### SHORT PROBLEM
Extract each line of the data below that contains the word "green".

[Stored dataset items]
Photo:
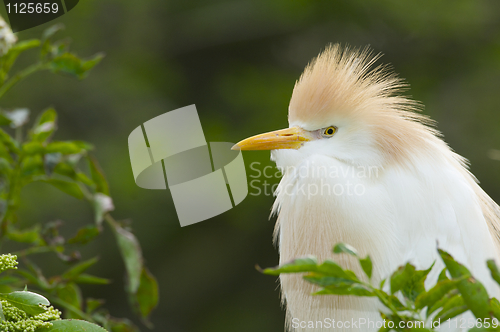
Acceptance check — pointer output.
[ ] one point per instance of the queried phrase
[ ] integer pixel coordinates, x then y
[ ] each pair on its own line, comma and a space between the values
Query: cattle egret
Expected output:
360, 166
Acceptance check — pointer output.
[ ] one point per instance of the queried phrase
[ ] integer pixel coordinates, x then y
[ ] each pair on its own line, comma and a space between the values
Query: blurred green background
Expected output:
238, 61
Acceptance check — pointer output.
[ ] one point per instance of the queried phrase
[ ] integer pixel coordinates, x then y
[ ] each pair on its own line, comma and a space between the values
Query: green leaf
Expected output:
409, 280
70, 188
345, 248
11, 56
92, 304
78, 269
85, 235
2, 317
18, 117
91, 63
44, 126
29, 235
69, 63
332, 269
401, 277
428, 299
102, 205
101, 185
324, 281
442, 275
71, 294
121, 325
89, 279
9, 142
146, 297
52, 30
302, 264
29, 302
4, 119
132, 257
495, 273
366, 265
495, 307
72, 325
355, 289
68, 147
454, 307
32, 148
473, 292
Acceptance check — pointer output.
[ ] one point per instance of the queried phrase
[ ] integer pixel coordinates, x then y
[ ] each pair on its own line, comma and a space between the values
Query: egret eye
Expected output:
328, 131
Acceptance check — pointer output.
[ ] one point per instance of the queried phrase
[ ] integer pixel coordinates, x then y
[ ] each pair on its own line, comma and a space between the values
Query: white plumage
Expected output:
408, 189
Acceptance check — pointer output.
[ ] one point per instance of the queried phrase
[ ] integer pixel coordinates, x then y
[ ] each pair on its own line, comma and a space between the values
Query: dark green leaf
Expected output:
102, 205
30, 235
303, 264
2, 317
93, 304
101, 185
44, 126
323, 281
71, 294
366, 265
9, 142
67, 147
85, 235
32, 148
409, 280
121, 325
146, 297
332, 269
29, 302
401, 277
72, 325
473, 292
89, 279
495, 307
132, 257
16, 50
355, 289
442, 275
495, 273
52, 30
78, 269
70, 64
435, 293
70, 188
18, 117
345, 248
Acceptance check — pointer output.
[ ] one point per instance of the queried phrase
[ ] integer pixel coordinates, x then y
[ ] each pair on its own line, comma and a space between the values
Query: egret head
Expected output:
342, 108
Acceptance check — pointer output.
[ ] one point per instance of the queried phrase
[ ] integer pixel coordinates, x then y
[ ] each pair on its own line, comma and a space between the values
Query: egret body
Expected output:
352, 129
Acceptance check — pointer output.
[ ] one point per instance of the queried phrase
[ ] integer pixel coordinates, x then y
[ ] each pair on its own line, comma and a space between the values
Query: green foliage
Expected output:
30, 154
406, 299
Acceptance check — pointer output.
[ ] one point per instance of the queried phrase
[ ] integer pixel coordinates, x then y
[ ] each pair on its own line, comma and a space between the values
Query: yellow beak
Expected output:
290, 138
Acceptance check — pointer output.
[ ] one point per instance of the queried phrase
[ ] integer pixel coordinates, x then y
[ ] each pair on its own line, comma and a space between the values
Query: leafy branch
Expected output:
408, 304
30, 154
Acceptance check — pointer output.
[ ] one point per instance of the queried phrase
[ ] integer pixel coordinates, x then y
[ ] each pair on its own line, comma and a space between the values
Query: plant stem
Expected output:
33, 250
20, 76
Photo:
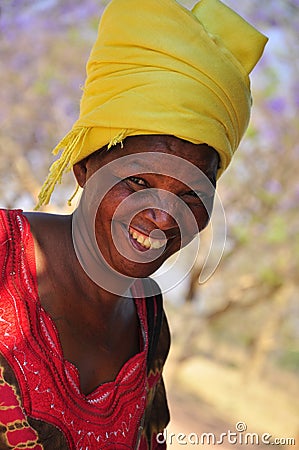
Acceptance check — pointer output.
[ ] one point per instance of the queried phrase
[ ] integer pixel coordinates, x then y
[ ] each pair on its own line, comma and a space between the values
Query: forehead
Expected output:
200, 155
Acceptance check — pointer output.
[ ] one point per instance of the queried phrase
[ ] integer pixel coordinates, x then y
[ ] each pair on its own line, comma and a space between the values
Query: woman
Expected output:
83, 333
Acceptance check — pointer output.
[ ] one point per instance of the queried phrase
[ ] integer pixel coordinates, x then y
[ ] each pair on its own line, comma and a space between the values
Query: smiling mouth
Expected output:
146, 242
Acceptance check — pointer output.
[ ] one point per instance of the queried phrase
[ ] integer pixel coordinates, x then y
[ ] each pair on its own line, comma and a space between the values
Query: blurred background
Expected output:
235, 338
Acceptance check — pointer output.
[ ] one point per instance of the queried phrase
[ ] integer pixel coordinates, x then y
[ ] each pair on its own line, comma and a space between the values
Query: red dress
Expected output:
41, 405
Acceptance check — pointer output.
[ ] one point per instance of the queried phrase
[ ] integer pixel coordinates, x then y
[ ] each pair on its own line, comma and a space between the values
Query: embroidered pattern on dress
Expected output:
17, 432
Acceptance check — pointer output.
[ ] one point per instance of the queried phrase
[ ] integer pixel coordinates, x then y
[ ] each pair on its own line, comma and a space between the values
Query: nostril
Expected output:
158, 234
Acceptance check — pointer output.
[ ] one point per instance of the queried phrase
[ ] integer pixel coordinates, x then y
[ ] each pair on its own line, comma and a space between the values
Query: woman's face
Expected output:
160, 198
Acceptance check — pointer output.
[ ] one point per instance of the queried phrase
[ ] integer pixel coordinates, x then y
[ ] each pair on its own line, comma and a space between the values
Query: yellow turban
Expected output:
158, 68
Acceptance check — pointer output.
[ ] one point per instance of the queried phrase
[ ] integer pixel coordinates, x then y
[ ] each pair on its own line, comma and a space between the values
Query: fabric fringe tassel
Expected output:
72, 148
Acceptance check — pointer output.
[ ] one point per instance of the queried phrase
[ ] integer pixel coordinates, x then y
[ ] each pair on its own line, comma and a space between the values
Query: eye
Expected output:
199, 197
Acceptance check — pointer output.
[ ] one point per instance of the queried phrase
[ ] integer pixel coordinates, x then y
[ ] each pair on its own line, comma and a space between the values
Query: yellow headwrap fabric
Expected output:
158, 68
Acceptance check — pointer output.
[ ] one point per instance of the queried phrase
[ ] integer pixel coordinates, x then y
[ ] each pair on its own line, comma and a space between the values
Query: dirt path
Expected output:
187, 416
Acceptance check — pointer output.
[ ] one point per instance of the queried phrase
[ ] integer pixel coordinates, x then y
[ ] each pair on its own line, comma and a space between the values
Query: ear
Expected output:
80, 172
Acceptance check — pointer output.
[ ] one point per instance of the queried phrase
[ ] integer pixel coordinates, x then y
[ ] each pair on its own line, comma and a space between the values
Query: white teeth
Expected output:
145, 241
140, 239
157, 244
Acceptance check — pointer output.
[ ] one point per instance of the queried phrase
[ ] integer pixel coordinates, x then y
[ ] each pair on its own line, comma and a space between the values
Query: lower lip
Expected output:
137, 245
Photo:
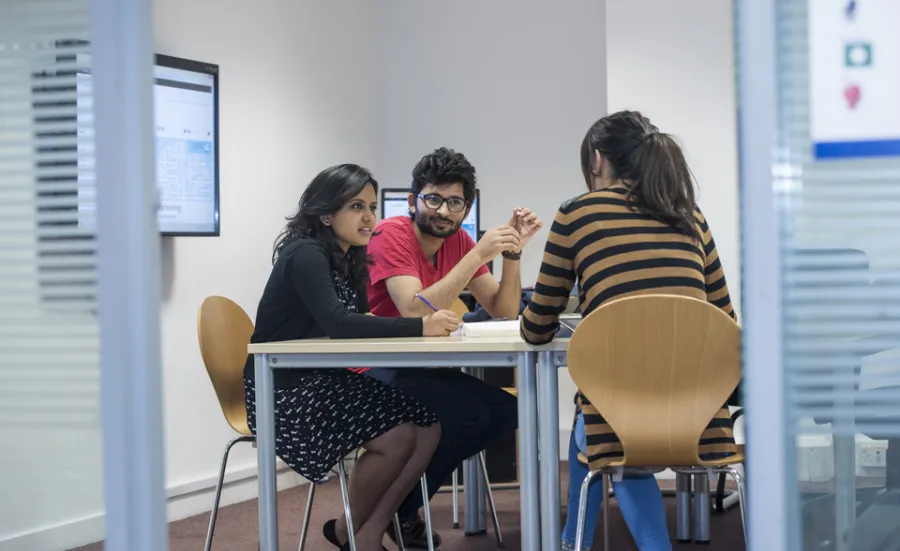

### WORKED ANSWER
Query: blurred green background
Query: green leaf
Query: dark green leaf
Query: green foliage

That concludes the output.